DIRECTIONS:
Continue the article below about Sylvie Courvoisier's trio concert at Roulette Intermedia, picking up after its final sentence.

#### GIVEN TEXT ####

The pianist brings her own personal blend of Europe and America to the jazz piano trio

Sylvie Courvoisier (photo: Mimi Chakarova)
Sylvie Courvoisier (photo: Mimi Chakarova)

At 8:01 p.m. sharp on September 30 at Brooklyn’s Roulette Intermedia, Sylvie Courvoisier launched her first COVID-era public concert for six masked, socially distanced witnesses in the balcony and a global livestream audience of thousands. Over the next 80 minutes, pianist Courvoisier, bassist Drew Gress, and drummer Kenny Wollesen—operating with minimal rehearsal—performed one Courvoisier piece from the trio’s 2018 CD D’Agala, then nine from the 2020 followup Free Hoops (Intakt), moving seamlessly in and out of written and improvised moments with breathe-as-one cohesion, impeccable execution, and creative mojo that belied their long separation.

#### EXTRACTED MATERIAL ####

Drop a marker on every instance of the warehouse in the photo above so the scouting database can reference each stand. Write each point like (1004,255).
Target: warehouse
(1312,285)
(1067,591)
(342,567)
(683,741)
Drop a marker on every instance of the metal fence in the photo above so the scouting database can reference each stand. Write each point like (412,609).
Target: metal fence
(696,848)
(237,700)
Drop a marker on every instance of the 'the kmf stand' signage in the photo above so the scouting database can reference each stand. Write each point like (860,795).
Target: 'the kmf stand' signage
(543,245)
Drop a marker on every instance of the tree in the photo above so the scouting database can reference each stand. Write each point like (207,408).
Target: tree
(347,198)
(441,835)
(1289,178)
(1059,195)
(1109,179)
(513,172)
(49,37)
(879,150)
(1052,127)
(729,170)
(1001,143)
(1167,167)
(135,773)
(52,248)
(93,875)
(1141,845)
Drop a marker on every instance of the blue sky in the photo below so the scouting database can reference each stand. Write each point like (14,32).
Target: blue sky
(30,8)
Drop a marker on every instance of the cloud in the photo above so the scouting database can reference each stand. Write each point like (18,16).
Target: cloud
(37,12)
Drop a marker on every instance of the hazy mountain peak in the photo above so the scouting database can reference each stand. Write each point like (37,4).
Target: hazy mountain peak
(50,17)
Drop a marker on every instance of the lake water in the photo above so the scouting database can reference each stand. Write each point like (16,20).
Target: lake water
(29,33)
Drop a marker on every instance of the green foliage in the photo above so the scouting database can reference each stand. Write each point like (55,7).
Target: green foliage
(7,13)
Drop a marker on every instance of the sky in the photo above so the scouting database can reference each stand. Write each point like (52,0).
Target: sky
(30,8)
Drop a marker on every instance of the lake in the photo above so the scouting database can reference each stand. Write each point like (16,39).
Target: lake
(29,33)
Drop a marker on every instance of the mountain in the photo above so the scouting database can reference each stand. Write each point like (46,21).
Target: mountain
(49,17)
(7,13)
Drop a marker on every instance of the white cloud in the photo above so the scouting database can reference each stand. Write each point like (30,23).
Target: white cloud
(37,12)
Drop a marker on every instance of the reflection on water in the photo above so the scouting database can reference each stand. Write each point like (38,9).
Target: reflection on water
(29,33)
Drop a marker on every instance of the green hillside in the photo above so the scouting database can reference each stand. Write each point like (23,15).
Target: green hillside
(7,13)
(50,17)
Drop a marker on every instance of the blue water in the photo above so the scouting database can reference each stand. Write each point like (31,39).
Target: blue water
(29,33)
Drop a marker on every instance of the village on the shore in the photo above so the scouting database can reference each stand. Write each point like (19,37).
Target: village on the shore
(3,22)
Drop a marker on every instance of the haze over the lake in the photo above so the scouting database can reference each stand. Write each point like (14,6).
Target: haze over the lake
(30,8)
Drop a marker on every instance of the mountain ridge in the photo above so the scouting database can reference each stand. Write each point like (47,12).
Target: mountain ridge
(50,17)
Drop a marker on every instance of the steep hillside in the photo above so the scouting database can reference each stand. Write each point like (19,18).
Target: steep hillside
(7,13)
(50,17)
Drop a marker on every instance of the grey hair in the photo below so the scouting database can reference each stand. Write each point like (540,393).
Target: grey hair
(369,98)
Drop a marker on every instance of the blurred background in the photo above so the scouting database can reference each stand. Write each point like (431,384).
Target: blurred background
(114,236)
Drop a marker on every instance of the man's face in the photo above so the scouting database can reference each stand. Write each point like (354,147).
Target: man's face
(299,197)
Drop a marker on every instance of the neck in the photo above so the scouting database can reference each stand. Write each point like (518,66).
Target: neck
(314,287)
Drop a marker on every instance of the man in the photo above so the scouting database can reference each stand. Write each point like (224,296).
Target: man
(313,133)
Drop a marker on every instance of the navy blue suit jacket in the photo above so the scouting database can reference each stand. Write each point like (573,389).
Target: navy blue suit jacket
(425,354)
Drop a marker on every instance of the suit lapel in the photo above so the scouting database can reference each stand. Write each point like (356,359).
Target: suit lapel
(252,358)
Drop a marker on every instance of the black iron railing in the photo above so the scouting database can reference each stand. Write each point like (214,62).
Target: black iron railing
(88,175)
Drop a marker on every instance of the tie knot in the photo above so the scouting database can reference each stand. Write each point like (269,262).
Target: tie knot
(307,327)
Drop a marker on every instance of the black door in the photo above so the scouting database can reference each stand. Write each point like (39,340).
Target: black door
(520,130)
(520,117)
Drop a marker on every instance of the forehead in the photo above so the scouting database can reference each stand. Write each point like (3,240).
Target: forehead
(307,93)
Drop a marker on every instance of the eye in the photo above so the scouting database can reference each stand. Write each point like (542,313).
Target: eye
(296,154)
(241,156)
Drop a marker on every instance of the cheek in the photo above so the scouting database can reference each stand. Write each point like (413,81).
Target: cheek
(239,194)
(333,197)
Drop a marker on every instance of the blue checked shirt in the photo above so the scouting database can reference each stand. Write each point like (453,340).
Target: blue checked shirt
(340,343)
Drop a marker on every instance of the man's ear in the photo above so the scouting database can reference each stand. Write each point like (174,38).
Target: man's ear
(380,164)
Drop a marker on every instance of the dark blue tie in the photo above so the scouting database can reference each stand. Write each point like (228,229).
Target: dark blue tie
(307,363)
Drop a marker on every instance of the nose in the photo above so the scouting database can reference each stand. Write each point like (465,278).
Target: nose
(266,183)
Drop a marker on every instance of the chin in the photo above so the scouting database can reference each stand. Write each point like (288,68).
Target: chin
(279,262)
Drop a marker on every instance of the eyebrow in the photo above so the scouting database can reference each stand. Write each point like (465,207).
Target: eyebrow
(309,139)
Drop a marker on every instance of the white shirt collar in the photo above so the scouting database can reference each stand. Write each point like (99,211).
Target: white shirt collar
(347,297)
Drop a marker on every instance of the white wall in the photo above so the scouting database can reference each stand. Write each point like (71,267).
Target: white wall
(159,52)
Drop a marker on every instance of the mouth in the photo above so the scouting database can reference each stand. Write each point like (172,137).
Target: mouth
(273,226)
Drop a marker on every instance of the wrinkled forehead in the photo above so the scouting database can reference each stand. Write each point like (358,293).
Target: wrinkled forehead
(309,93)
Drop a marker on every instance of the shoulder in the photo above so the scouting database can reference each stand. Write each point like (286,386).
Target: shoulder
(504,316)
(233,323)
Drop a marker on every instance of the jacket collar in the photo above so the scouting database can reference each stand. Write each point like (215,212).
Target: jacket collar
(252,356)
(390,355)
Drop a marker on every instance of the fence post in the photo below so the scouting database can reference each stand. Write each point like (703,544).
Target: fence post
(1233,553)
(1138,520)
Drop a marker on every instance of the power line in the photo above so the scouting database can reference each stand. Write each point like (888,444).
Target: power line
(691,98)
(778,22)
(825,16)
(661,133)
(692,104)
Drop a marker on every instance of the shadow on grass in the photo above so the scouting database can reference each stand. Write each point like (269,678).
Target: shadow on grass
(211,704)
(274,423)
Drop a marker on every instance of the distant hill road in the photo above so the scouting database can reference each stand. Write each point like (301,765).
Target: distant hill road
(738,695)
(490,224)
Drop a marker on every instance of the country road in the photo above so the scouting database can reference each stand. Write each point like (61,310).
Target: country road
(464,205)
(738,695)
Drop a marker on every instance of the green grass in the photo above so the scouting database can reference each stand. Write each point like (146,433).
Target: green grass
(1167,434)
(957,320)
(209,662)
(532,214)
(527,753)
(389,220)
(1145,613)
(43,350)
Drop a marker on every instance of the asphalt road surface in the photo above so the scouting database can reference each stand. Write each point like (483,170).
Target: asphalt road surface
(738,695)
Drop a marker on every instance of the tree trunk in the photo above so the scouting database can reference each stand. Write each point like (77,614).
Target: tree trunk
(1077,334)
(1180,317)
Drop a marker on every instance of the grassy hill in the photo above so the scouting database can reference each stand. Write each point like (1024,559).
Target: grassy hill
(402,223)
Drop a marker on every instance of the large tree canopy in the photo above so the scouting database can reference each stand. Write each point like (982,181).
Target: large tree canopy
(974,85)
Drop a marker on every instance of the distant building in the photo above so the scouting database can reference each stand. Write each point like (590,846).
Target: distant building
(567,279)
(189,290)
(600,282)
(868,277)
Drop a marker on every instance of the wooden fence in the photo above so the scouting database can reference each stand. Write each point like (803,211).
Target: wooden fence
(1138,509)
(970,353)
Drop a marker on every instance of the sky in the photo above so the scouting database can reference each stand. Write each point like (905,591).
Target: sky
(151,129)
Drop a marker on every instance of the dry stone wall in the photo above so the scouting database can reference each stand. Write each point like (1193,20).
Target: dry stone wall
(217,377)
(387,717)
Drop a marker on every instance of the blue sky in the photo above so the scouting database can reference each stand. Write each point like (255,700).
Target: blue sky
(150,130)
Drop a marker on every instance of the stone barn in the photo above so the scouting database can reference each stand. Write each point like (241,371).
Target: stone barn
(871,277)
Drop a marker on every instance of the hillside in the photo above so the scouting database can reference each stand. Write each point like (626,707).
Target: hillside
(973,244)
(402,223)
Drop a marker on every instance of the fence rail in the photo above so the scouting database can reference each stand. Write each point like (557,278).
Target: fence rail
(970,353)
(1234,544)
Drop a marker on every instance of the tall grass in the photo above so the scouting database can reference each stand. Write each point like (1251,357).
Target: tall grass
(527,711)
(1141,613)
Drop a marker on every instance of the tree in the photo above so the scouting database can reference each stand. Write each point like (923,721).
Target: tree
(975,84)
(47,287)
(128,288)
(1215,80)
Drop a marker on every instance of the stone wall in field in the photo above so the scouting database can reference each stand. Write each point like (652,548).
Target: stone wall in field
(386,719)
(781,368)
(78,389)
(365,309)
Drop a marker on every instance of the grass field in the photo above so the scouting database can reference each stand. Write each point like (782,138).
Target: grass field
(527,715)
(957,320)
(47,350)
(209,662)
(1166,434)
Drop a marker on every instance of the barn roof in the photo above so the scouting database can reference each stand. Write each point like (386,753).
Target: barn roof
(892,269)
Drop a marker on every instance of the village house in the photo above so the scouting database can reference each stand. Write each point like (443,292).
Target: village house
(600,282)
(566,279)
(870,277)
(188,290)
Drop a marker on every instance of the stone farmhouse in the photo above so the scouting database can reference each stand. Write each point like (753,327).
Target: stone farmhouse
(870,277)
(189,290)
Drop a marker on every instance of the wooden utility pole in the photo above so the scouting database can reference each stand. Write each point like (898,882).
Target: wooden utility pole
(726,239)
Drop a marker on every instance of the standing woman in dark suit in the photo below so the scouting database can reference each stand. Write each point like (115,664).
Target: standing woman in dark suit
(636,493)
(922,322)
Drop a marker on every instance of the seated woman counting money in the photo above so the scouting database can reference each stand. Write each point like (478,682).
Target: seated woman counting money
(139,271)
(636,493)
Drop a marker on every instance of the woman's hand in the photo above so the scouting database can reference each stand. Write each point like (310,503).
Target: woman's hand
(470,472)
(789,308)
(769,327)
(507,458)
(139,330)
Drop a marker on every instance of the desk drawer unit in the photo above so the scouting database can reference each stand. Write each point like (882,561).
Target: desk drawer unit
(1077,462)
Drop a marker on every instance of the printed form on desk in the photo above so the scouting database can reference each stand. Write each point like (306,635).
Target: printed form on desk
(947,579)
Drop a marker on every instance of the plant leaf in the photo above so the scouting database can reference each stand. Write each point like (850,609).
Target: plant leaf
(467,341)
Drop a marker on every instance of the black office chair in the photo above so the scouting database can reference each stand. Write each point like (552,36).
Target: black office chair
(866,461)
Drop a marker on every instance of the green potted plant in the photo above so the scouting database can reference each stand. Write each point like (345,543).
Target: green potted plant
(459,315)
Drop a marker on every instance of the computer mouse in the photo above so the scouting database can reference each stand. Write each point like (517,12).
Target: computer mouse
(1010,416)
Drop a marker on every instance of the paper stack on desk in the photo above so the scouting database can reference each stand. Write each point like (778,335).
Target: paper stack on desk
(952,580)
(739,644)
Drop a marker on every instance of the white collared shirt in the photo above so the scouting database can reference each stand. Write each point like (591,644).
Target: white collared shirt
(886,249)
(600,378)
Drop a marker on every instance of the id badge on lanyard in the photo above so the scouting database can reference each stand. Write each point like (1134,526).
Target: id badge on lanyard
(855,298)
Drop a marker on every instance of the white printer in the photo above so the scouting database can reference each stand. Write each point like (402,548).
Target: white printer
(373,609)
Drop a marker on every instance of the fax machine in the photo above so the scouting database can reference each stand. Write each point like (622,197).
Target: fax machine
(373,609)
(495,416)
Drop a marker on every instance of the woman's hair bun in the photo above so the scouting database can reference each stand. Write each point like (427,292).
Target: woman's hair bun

####

ANSWER FOR THIS EXERCISE:
Absent a world-upending pandemic, the trio soon thereafter would have flown to Europe for an October tour. But that trip was long since erased from Courvoisier’s calendar, following 17 canceled European trio concerts in mid-March and early April, summer engagements performing John Zorn’s Bagatelles, and five performances in May and June with the transformative flamenco dancer Israel Galván of a program titled La Consagración de la Primavera, for which Courvoisier and Cory Smythe play two-piano arrangements of Stravinsky’s Rite of Spring, her own Spectro, and the co-composed Conspiracion. But Courvoisier is nothing if not resilient after three decades in the trenches. On October 2 she intended to fly to Switzerland, her homeland, where (after quarantine) she’d booked a series of last-minute gigs with primarily Swiss musicians, including a four-day trio residency in Vevey with drummer Julian Sartorius.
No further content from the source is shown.